Given records section start

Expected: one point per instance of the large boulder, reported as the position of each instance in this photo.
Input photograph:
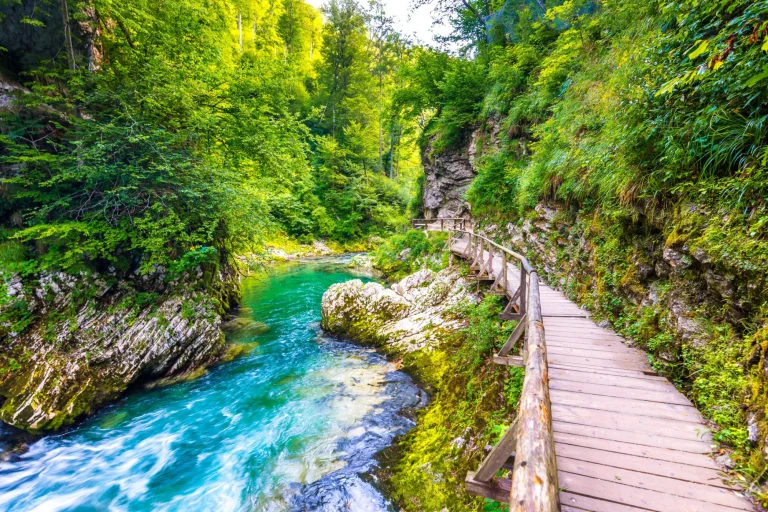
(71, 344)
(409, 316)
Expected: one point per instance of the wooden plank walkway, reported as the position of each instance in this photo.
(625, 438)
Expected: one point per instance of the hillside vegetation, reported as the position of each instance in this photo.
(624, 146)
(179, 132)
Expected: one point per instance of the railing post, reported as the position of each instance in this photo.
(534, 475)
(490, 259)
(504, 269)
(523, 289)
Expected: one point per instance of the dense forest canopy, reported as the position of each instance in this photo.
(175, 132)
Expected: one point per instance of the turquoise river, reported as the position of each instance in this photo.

Given records section end

§ **What to produce**: I'd like every record transcribed exactly, with no pictures carried over.

§ **Answer to the exercise**:
Expected: one point per instance of the large boulder, reported as the position of each instance in this photo.
Input photograph:
(71, 344)
(409, 316)
Expected: one point per instance of the wooden plank walkway, reported as the position of each instance in this photo.
(625, 438)
Expected: one point per instance of the hillside vegetation, reported as the position of each instance in this photo.
(624, 146)
(179, 132)
Expected: one point per instance of the railing post, reported as the position of each instance in this photo.
(534, 475)
(490, 259)
(504, 269)
(523, 289)
Expected: one point per instance of the dense forest canopy, reported as the position of each instance in this photo.
(175, 132)
Expected: one point per instance of the turquoise river, reported as the position of each instance in this photo.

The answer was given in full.